- [What is needed] Rewrite the lines below as a numbered list, leaving out any blank lines.

- [Record excerpts]
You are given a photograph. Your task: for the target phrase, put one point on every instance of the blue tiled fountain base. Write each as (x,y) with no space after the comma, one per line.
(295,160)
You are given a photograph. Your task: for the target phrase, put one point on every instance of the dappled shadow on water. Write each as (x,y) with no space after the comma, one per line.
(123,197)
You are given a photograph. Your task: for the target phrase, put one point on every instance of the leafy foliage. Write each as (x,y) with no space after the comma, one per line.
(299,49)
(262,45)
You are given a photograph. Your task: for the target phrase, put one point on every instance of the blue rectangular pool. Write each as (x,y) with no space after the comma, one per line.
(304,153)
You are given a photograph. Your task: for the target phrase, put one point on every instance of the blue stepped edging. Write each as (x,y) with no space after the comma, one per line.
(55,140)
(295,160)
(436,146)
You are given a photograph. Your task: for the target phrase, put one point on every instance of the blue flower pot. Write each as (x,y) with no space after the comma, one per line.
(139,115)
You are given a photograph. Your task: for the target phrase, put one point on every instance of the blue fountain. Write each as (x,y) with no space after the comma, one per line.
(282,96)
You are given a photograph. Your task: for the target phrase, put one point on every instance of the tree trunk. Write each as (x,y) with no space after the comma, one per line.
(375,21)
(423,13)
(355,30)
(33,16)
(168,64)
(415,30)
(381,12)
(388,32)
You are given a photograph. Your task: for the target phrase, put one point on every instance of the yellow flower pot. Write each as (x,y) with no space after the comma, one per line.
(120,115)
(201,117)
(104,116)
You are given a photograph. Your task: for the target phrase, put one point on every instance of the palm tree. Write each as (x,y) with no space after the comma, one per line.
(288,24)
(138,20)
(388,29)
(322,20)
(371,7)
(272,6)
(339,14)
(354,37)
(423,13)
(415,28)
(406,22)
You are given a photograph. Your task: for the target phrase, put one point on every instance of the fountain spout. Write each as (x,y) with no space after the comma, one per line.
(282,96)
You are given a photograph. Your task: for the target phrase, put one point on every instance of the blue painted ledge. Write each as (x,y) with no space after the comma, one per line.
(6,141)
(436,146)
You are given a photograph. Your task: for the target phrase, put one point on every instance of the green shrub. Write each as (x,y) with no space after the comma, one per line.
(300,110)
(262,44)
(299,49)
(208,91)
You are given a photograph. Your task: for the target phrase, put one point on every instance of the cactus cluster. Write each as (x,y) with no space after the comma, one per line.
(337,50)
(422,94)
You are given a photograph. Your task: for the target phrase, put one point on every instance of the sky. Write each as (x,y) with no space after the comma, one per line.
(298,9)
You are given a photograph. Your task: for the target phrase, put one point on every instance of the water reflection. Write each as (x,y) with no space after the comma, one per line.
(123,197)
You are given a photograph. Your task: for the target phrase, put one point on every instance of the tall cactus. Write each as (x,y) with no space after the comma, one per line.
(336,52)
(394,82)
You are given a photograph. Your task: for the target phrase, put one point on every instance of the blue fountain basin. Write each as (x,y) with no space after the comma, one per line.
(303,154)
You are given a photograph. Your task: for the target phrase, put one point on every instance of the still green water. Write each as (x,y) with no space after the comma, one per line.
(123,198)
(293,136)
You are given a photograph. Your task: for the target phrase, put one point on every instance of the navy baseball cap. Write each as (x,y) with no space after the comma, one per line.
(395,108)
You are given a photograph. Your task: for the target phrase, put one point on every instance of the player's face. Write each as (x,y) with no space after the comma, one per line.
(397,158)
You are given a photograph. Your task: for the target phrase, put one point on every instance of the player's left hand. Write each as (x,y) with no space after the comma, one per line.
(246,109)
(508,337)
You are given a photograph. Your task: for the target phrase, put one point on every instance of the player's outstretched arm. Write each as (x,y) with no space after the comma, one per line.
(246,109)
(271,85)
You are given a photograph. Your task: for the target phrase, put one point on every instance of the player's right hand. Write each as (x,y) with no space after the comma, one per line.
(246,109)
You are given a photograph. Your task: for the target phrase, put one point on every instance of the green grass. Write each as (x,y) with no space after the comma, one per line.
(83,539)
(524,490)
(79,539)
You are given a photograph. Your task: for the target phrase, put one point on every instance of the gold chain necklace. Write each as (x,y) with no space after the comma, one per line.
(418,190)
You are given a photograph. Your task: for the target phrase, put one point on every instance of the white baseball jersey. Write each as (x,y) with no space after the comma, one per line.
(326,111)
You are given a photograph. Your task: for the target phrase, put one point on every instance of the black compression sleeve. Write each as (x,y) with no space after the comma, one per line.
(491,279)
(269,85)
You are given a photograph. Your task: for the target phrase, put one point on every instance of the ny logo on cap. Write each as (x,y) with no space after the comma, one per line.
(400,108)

- [Finished task]
1. You are given a photograph. Your task: for the target phrase, put one point on every instance of the blue tiled fountain base. Write each as (x,y) with no space after the comma, one per line.
2. (295,160)
3. You are given a photograph. Your task: for the target phrase, put one point on every instance of the dappled shadow on water. Write each as (x,y) with no space after the comma, one per line.
4. (123,197)
5. You are given a photograph. Your task: for the target phrase, put one point on every instance of the leafy foliage. Write each as (x,y) with no space after the comma, one per line.
6. (299,49)
7. (262,45)
8. You are given a photograph. Your task: for the target phrase, put one point on every instance of the blue rectangular pool. Write each as (x,y) with no space after the comma, one per line.
9. (304,153)
10. You are given a photograph. Your task: for the target phrase, put one point on every instance of the blue stepped edging. Write each as (x,y) with no space after the comma, one per line.
11. (55,140)
12. (295,160)
13. (436,146)
14. You are given a photograph. Your task: for the target phrase, put one point on every instance of the blue flower pot. Write each as (x,y) with no space after the comma, one per line.
15. (139,115)
16. You are given a photograph. Your task: for the target phrase, put one point on every instance of the blue fountain. Write each as (x,y) with no space after the comma, one per line.
17. (282,96)
18. You are given a photograph. Your task: for the target phrase, put one point on every instance of the tree trunk. Write each as (x,y) with no space after the comma, one per line.
19. (375,21)
20. (423,13)
21. (355,30)
22. (33,16)
23. (168,64)
24. (415,30)
25. (381,12)
26. (388,32)
27. You are given a photograph. Your task: for the target phrase, put one point on every instance of the yellow flower pot. Write each as (x,y) with no space after the comma, one per line.
28. (120,115)
29. (201,117)
30. (104,116)
31. You are given a photograph. Your task: for the target phrase, put one point on every instance of the palm tree. Write each as (x,y) with no space after the comma, one per line.
32. (288,24)
33. (138,20)
34. (388,29)
35. (322,20)
36. (371,7)
37. (272,6)
38. (339,14)
39. (354,37)
40. (423,13)
41. (415,28)
42. (406,22)
43. You are given a photograph. Your task: for the target phrase, put one point on every instance of the fountain spout. Write each as (x,y) with no space after the comma, one per line.
44. (282,96)
45. You are given a photograph. Your task: for the target phrase, put one point on every instance of the blue painted ledge. Write each as (x,y) with no space after the comma, one per line.
46. (6,141)
47. (436,146)
48. You are given a photograph. Your task: for the target phrase, put one point on every instance of the green shrub. Write each as (x,y) with no space after the comma, one per line.
49. (300,110)
50. (262,44)
51. (299,49)
52. (208,91)
53. You are given a photograph. Your task: for the target phrase, put one point on every instance of the cactus cluster. Write each as (x,y) with no space after the comma, one per line.
54. (337,50)
55. (422,94)
56. You are given a photograph. Your task: for the target phrase, put one point on every instance of the sky. Write each as (x,y) with no space after the comma, one per line.
57. (298,9)
58. You are given a photograph. Your task: for the target phrase, put one point on every instance of the water reflection. Write each as (x,y) with no space after the comma, one per line.
59. (123,197)
60. You are given a photograph. Your task: for the target phrase, put one point on every instance of the tall cactus. Write each as (x,y) with no space after the comma, one per line.
61. (336,52)
62. (394,82)
63. You are given a photograph. Your task: for the target phrase, put one point on every instance of the blue fountain basin. Write each as (x,y) with no space after the comma, one per line.
64. (303,154)
65. You are given a photograph. Your task: for the target phrase, put one point on every instance of the still green water. Write each as (x,y) with no space after the comma, one per line.
66. (123,198)
67. (293,136)
68. You are given a photograph. Your task: for the target phrase, put one point on every instance of the navy baseball cap. Write each as (x,y) with no space after the comma, one per line.
69. (395,108)
70. You are given a photograph. Your task: for the target phrase, put one point on every instance of the player's face. Write each as (x,y) with no space after the comma, one per line.
71. (397,158)
72. You are given a photograph. Your task: for the target phrase, put one point on every instance of the player's left hand. Write each as (x,y) with no space after the comma, one per line.
73. (246,109)
74. (508,337)
75. You are given a photograph. Your task: for the target phrase, put one point on every instance of the player's outstretched arm. Write each as (x,y) with no space after the comma, one per line.
76. (246,109)
77. (271,85)
78. You are given a photograph. Your task: for the target phrase, put one point on every instance of the player's right hand. Write each as (x,y) with no space after the comma, one per line.
79. (246,109)
80. You are given a photograph. Your task: for the target phrase, put one point on every instance of the green grass. Write each as (x,y) with no space after the comma, one per line.
81. (83,539)
82. (524,490)
83. (79,539)
84. You are given a photograph. Your task: for the target phrase, put one point on every instance of the gold chain necklace. Write each as (x,y) with no space after the comma, one per line.
85. (418,190)
86. You are given a photograph. Your task: for the target phrase, put one point on every instance of the white baseball jersey. Write each as (x,y) with no space after the comma, one per line.
87. (326,111)
88. You are given a photograph. Your task: for the target phrase, put one point on every instance of the black compression sleeve. Write each as (x,y) with no space after the comma, one per line.
89. (491,279)
90. (269,85)
91. You are given a photograph. Your task: for the target phrase, put one point on every instance of the ny logo on cap. Write each as (x,y) with no space after the comma, one per line.
92. (400,108)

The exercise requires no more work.